Source records:
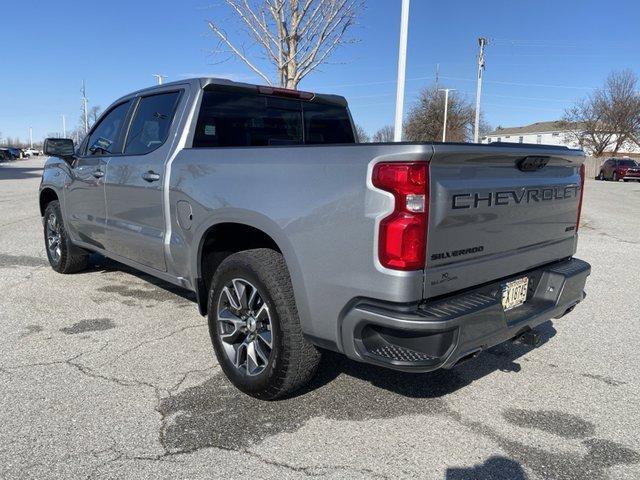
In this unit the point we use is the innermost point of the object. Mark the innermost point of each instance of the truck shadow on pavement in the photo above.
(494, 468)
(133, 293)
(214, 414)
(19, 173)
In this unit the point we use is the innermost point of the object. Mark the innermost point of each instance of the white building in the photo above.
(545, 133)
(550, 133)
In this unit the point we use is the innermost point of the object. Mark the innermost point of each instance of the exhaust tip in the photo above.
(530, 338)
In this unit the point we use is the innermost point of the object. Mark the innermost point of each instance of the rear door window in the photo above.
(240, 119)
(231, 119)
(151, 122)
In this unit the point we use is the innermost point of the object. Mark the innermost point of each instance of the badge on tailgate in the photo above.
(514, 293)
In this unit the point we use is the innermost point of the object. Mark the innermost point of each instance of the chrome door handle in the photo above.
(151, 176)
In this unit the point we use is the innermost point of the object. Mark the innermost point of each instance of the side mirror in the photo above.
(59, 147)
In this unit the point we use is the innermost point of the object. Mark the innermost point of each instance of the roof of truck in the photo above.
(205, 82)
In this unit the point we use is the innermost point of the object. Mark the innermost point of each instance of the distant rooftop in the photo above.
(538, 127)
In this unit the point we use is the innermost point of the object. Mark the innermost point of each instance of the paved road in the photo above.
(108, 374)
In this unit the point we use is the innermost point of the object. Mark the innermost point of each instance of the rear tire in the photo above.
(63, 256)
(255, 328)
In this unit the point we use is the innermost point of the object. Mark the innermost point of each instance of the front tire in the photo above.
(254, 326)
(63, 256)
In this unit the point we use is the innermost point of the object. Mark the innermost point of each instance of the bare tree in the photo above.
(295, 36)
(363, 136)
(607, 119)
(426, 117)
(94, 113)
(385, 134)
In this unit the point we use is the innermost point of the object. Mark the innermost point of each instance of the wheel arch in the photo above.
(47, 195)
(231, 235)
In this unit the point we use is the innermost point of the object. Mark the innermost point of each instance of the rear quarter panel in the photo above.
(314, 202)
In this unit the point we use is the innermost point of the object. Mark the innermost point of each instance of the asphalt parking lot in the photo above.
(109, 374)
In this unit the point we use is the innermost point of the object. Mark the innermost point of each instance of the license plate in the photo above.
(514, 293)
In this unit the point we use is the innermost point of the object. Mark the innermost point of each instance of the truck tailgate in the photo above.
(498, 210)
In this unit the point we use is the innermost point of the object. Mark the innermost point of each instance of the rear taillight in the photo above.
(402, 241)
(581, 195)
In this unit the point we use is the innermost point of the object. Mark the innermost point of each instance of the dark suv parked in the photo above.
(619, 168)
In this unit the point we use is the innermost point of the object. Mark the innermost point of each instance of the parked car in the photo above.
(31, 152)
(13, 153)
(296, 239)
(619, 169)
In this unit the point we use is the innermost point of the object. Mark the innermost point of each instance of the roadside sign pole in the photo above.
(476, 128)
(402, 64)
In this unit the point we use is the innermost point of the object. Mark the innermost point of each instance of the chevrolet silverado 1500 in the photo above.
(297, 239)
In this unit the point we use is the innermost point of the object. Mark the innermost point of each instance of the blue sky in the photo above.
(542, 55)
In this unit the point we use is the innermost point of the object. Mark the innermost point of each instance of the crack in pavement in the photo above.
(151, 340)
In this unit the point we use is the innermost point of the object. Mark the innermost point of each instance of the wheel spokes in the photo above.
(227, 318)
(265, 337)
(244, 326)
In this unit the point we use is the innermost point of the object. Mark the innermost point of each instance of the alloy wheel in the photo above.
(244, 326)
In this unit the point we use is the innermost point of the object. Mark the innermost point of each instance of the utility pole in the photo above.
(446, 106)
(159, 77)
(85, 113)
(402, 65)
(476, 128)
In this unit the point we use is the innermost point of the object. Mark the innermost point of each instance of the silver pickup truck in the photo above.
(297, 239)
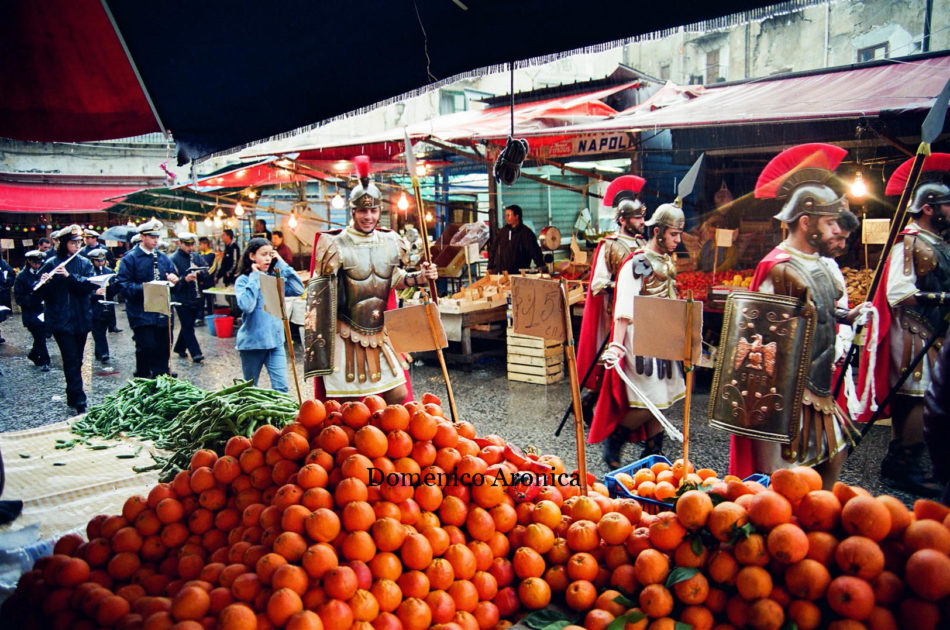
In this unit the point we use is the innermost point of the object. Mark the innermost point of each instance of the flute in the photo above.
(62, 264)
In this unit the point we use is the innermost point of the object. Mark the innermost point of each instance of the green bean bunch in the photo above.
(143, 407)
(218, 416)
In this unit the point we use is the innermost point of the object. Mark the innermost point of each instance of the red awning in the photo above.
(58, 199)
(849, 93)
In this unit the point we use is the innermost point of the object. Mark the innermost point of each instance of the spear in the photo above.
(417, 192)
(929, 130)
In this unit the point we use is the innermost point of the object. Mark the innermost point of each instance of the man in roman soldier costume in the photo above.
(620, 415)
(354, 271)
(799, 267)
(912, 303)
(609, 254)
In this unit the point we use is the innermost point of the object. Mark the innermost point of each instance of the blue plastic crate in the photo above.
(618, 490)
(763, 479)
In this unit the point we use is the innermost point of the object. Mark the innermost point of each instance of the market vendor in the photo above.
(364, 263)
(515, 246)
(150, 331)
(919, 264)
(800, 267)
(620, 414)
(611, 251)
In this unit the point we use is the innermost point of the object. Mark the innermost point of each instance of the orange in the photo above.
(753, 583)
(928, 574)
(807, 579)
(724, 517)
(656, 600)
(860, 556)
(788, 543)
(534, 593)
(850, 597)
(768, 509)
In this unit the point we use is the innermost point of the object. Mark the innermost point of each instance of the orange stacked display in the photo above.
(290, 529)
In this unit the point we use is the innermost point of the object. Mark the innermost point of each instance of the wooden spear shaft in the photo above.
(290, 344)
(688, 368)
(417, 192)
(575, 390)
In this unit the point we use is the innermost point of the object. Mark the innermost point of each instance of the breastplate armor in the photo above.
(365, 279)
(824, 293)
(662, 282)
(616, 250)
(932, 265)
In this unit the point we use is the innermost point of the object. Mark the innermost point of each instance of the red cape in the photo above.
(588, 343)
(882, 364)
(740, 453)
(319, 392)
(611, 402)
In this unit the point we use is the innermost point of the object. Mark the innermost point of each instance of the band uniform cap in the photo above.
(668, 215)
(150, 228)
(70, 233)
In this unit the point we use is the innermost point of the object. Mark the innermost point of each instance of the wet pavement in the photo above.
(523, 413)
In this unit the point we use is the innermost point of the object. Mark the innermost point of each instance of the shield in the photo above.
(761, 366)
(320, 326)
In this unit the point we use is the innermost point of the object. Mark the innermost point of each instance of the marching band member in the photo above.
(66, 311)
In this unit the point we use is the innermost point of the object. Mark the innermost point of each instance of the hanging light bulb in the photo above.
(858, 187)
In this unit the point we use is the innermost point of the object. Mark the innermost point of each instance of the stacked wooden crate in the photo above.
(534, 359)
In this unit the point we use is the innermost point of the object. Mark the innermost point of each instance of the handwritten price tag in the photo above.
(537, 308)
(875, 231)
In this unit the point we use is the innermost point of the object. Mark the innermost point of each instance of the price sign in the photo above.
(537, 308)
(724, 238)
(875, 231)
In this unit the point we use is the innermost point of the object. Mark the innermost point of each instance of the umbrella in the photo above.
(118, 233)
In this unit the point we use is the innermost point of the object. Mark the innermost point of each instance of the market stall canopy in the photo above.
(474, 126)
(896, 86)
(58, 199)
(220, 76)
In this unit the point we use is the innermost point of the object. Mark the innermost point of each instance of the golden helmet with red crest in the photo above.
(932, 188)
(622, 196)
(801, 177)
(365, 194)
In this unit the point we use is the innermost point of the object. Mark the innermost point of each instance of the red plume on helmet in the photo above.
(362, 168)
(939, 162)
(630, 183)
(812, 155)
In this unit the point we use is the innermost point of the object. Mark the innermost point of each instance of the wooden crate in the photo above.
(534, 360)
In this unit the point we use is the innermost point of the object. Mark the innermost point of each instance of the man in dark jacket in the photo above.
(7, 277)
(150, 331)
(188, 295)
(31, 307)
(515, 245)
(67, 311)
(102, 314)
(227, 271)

Objective:
Copy out every item above word for word, leaving out the pictures.

Correct answer:
In this unit the point we use is the innermost point of the object. Mark the innermost point of each instance of the truck shadow on pavement in the photo above.
(494, 468)
(133, 293)
(214, 414)
(19, 173)
In this unit the point we use is the innermost point of the object. Mark the innermost point of each instance of the white building in the photo above.
(545, 133)
(550, 133)
In this unit the point we use is the innermost point of the object. Mark the innermost point of each instance of the exhaust tip in the photo above.
(530, 338)
In this unit the point we use is the innermost point of the object. Mark the innermost point of each instance of the rear door window in the photo above.
(240, 119)
(231, 119)
(151, 122)
In this unit the point we use is the innermost point of the object. Mark the innermost point of each instance of the badge on tailgate in the photo above.
(514, 293)
In this unit the point we use is the innermost point of the object. Mark the innermost point of each instance of the chrome door handle in the photo above.
(151, 176)
In this unit the point we use is the innermost point of the object. Mark the innermost point of each instance of the side mirror in the photo above.
(59, 147)
In this unit the point we use is the innermost point of the object. Mark the innermost point of each instance of the roof of truck in the photo above.
(205, 82)
In this unit the point we use is the innermost point of the object. Mark the innermost point of each instance of the distant rooftop in the photo above.
(538, 127)
In this unit the point we use is the innermost point of the object. Mark the innermost point of each instance of the paved road in the photo above.
(108, 374)
In this unit the point we use is the innermost point of the object. Mark the innermost point of each instance of the rear tire in the photo above.
(63, 256)
(255, 328)
In this unit the point we use is the innermost point of the object. Mark the innermost point of each instance of the front tire in the photo above.
(254, 326)
(63, 256)
In this unit the point we use is the innermost point of the object. Mark the innermost point of each instance of the bare tree in the photo above.
(295, 36)
(363, 136)
(607, 119)
(426, 117)
(94, 113)
(385, 134)
In this unit the point we use is the innermost point of the object. Mark the innermost point of each instance of the wheel arch in the photo above.
(47, 195)
(231, 235)
In this unit the point we use is the innermost point of the object. Mark the innermost point of each instance of the rear quarter panel in the photo above.
(314, 202)
In this unit the point we use is the innermost point of the object. Mark the innermost point of each instance of the asphalt parking lot in the photo above.
(109, 374)
In this unit the point we use is the innermost point of the object. Mark the innermost point of each instance of the license plate in the photo above.
(514, 293)
In this unit the point we use is the innermost point of the object. Mark the innermost point of each instance of the truck tailgate in the photo above.
(498, 210)
In this unit the point we use is the innermost point of the object. Mark the innermost point of each instance of the rear taillight in the photo above.
(402, 241)
(581, 195)
In this unit the point we use is the innermost point of the object. Mark the innermost point of each instance of the dark suv parked in the photo above.
(619, 168)
In this unit the point we use is the innermost point of the object. Mark the innermost point of each instance of the parked car in the photo above.
(31, 152)
(13, 153)
(296, 239)
(619, 169)
In this unit the point we use is the innermost point of the object. Mark the innermost point of each instance of the roadside sign pole in the photo above.
(476, 128)
(402, 64)
In this unit the point we use is the innermost point of the object. Mark the innermost point of each instance of the chevrolet silverado 1500 in the photo above.
(297, 239)
In this unit the point we use is the innermost point of the object. Mark the innermost point of each instance of the blue sky in the photo above.
(542, 55)
In this unit the point we use is the innermost point of the object. Mark the innermost point of each instance of the crack in pavement in the photo above.
(151, 340)
In this unit the point we use is the innermost point of the object. Mark the innermost point of each instance of the wheel spokes in the photo above.
(227, 318)
(265, 337)
(244, 326)
In this unit the point we use is the innermost point of the object. Mark the innermost point of each instance of the alloy wheel in the photo above.
(244, 326)
In this unit the point we use is the innermost point of the object. Mark the innermost point of each instance of the utility pole in the photo above.
(446, 106)
(159, 77)
(85, 113)
(402, 65)
(476, 128)
In this unit the point we use is the innermost point of the object. Mark the innermost point of each instance of the silver pickup truck in the photo above.
(297, 239)
In this unit the point we use is the innermost point of the object. Mark the innermost point of each instance of the flute in the photo above.
(62, 264)
In this unit the point we use is the innermost point of the object. Mark the innermost point of each instance of the green bean bunch in the photo above.
(143, 407)
(218, 416)
In this unit the point we use is the innermost point of the object. Mark the innermost point of each instance of the red awning in the photo above.
(58, 199)
(849, 93)
In this unit the point we use is the innermost point of the object. Mark the innermost point of each instance of the spear in the photo above.
(417, 192)
(929, 130)
In this unit the point we use is the innermost point of the object. Mark the innermost point of each instance of the man in roman soldier costume in the photo above.
(620, 415)
(354, 271)
(799, 267)
(912, 303)
(609, 254)
In this unit the point we use is the innermost point of the object. Mark the innermost point of each instance of the blue plastic crate in the photo above.
(618, 490)
(763, 479)
In this unit the point we use is the innermost point of the object. Mark the innermost point of each instance of the market vendor in the photo above.
(364, 263)
(515, 246)
(150, 331)
(919, 264)
(800, 267)
(620, 414)
(611, 251)
In this unit the point we use is the innermost point of the object. Mark the innermost point of each instance of the orange in the photo above.
(753, 583)
(928, 574)
(807, 579)
(724, 517)
(656, 600)
(860, 556)
(788, 543)
(534, 593)
(850, 597)
(768, 509)
In this unit the point we use is the innermost point of the object. Mark the innermost point of each instance of the orange stacked display in the photo above.
(290, 529)
In this unit the point we use is the innermost point of the object. Mark the innermost point of each instance of the wooden spear shaft in the photo above.
(290, 344)
(688, 368)
(417, 192)
(575, 390)
In this unit the point we use is the innermost point of the object. Mark the innermost point of each instance of the breastplate armor in the photo above.
(365, 279)
(824, 293)
(662, 282)
(616, 250)
(932, 265)
In this unit the point we use is the innermost point of the object. Mark the innermost point of each instance of the red cape in the photo above.
(588, 343)
(882, 364)
(740, 453)
(319, 392)
(611, 402)
In this unit the point we use is the innermost point of the object. Mark the innermost point of each instance of the band uniform cap in the photo above.
(668, 215)
(150, 228)
(70, 233)
In this unit the point we use is the innermost point of the object. Mark the innermost point of each instance of the wet pavement in the photo above.
(523, 413)
In this unit the point we use is the innermost point of the object. Mark the innermost point of each instance of the shield in the photo above.
(761, 366)
(320, 326)
In this unit the point we use is the innermost point of the object. Mark the innermost point of each instance of the marching band member in the photo above.
(66, 311)
In this unit the point we use is the innermost point of the object. Mark the innermost point of each instance of the hanging light bulb in the photo above.
(858, 187)
In this unit the point we use is the innermost point of the object. Mark the innermost point of each instance of the stacked wooden crate in the photo above.
(534, 359)
In this unit the point we use is the innermost point of the object. Mark the innermost point of each instance of the handwritten price tag in the photo above.
(537, 308)
(875, 231)
In this unit the point we use is the innermost point of the object. Mark the innermost point of each instance of the price sign in the photo above.
(537, 308)
(724, 238)
(875, 231)
In this unit the point we use is the innermost point of the object. Mark the innermost point of each instance of the umbrella in the photo above.
(118, 233)
In this unit the point we use is the innermost point of the object. Mark the innermost point of each instance of the market stall canopy in the photo above.
(474, 126)
(896, 86)
(58, 199)
(220, 76)
In this unit the point we use is the innermost point of the object. Mark the innermost point of each instance of the golden helmet with red crest in the photo above.
(932, 188)
(622, 196)
(801, 177)
(365, 194)
In this unit the point we use is the innermost point of the object. Mark the innermost point of each instance of the red plume on helmet in the photo above.
(362, 168)
(939, 162)
(630, 183)
(812, 155)
In this unit the point we use is the innermost point of the object. Mark the innermost point of each instance of the wooden crate in the photo above.
(534, 360)
In this unit the point we use is the innermost point of the object. Mark the innermost point of each instance of the man in dark jacket in the photo above.
(7, 277)
(150, 331)
(188, 295)
(31, 307)
(515, 245)
(67, 311)
(102, 314)
(227, 271)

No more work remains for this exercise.